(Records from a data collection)

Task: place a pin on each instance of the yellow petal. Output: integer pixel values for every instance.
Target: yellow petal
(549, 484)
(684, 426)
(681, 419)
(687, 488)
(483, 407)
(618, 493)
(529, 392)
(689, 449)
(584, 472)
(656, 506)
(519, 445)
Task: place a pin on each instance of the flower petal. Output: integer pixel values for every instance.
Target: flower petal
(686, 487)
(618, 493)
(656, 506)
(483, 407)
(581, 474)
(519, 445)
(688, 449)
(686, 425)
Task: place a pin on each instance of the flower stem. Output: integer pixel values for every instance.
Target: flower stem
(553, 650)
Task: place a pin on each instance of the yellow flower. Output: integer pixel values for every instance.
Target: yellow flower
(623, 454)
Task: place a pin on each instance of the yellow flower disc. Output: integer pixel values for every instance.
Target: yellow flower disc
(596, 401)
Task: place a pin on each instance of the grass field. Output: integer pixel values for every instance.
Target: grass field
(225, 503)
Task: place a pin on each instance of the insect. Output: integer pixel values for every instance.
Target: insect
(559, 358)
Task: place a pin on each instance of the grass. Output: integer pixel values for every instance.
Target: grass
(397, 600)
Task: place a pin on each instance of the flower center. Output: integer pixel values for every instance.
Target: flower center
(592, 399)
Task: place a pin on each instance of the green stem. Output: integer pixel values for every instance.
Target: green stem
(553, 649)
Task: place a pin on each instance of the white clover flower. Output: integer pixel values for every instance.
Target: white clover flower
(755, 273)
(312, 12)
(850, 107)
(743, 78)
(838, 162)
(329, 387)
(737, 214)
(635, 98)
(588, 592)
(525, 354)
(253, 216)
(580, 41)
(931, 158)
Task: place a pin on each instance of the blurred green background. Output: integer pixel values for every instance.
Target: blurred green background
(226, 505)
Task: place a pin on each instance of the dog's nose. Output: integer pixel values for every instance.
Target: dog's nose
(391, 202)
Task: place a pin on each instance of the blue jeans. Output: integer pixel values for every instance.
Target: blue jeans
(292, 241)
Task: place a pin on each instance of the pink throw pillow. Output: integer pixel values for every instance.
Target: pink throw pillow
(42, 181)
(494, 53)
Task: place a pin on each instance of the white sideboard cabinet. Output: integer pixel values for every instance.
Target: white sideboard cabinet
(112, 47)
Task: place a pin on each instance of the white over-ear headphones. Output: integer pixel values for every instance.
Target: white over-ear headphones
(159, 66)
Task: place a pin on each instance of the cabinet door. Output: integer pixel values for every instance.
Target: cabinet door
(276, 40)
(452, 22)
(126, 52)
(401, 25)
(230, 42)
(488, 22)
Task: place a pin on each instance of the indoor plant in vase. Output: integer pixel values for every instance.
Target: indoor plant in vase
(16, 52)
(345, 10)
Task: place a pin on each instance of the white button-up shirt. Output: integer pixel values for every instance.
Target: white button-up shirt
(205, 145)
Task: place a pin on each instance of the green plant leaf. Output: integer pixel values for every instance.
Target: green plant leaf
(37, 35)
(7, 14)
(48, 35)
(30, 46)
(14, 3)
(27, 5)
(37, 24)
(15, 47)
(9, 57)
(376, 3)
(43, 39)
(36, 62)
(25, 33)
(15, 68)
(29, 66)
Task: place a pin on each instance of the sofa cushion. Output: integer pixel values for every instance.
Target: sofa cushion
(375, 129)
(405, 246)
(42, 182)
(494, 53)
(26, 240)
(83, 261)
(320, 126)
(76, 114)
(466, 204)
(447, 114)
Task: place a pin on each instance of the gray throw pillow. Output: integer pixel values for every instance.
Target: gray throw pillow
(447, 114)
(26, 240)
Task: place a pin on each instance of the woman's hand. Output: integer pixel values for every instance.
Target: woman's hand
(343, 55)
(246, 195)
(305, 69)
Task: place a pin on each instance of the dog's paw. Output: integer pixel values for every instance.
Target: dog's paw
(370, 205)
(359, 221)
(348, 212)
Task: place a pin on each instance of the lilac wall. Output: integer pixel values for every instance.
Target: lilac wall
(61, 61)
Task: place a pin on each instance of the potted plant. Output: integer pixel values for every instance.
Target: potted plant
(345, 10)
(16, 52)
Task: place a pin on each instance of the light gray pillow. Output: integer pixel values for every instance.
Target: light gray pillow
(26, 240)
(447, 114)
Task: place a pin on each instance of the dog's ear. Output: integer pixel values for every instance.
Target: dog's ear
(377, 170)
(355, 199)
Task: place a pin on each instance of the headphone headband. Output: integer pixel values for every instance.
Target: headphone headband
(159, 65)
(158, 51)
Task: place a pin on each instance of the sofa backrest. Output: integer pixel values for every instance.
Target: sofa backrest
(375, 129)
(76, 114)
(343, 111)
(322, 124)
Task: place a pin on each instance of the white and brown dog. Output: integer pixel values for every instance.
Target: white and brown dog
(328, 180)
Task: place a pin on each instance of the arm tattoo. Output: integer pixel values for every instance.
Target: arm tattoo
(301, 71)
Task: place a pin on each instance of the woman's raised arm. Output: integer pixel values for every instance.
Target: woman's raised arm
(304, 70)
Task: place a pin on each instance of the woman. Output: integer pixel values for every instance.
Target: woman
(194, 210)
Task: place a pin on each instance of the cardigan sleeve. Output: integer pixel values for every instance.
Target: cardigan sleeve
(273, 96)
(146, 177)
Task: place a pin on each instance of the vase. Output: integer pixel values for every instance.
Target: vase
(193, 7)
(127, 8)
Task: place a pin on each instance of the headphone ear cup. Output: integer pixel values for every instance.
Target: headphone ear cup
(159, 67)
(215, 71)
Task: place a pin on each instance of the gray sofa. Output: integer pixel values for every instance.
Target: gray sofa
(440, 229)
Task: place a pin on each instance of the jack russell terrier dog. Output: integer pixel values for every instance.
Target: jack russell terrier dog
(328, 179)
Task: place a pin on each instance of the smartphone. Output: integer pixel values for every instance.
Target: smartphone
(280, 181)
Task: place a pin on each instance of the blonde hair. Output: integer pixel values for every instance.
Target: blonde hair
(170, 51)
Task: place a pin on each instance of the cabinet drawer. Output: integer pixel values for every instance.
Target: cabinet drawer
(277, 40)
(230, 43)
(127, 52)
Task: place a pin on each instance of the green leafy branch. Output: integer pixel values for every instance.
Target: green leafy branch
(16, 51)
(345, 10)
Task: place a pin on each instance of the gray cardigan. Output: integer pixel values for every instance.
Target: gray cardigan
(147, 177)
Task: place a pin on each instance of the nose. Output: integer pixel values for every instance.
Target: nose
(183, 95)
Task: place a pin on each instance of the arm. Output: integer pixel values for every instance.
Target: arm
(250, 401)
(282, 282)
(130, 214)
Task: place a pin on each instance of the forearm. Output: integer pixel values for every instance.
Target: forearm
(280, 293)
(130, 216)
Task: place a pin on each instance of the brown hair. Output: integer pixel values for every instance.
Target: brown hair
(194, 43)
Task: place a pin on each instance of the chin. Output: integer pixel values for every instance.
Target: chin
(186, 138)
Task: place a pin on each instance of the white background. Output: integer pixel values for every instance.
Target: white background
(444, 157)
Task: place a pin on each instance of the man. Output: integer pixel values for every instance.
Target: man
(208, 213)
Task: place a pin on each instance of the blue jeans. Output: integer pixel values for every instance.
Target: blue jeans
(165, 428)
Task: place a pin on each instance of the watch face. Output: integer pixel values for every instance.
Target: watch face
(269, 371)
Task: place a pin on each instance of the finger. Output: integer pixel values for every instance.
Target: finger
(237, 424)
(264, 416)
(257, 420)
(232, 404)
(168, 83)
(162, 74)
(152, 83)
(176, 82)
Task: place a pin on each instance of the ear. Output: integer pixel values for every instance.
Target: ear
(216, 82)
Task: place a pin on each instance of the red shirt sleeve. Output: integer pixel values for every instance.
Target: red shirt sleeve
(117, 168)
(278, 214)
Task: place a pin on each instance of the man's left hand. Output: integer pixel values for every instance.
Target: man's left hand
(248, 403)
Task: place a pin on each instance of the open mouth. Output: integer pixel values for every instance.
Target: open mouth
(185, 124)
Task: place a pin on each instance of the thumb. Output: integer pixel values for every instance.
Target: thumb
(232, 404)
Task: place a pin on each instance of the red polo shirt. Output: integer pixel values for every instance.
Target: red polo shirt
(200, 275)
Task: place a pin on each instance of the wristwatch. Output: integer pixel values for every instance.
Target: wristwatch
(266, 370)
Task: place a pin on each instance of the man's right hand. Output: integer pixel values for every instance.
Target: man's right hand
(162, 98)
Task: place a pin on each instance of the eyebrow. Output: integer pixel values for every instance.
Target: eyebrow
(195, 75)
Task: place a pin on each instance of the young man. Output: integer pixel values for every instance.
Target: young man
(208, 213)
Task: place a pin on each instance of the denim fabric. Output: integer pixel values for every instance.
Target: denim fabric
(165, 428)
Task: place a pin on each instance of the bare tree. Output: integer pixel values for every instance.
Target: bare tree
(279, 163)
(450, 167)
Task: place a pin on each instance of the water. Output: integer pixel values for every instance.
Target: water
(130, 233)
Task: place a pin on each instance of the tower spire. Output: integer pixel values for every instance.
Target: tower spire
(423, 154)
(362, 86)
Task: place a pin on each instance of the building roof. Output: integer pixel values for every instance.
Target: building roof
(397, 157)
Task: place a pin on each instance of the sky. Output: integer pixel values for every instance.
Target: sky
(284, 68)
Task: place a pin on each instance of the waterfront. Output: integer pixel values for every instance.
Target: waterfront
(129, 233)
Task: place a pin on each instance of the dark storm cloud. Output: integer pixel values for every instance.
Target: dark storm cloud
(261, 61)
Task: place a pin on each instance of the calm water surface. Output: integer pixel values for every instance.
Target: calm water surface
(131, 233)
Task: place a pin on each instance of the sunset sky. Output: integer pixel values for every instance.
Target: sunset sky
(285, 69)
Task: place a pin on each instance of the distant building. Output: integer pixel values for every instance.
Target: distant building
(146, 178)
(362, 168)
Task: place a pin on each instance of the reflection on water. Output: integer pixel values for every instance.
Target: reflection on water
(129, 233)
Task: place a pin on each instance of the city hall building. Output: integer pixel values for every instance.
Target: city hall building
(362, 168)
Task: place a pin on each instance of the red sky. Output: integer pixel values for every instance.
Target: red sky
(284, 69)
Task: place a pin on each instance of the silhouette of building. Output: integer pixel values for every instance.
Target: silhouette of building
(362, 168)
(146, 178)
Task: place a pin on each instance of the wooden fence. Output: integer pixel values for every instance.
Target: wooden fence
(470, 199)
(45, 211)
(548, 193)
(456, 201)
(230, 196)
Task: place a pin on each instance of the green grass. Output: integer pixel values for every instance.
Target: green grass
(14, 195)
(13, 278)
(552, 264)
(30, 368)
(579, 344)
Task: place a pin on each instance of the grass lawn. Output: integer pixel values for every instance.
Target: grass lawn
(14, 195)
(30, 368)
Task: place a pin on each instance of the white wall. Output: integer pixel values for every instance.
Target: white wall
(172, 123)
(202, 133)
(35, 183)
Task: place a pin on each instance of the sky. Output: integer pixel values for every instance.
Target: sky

# [Instructions for the task]
Give the lines from the one containing "Target: grass lawn" through the end of the entries again, exactly as written and with no other lines.

# [Reply to the exercise]
Target: grass lawn
(14, 195)
(30, 368)
Task: place a pin on each instance of the white wall. Output: integer pixel values for every instance.
Target: white wall
(172, 123)
(202, 133)
(35, 183)
Task: place a pin on each instance of the sky. Output: integer pixel values for every instance.
Target: sky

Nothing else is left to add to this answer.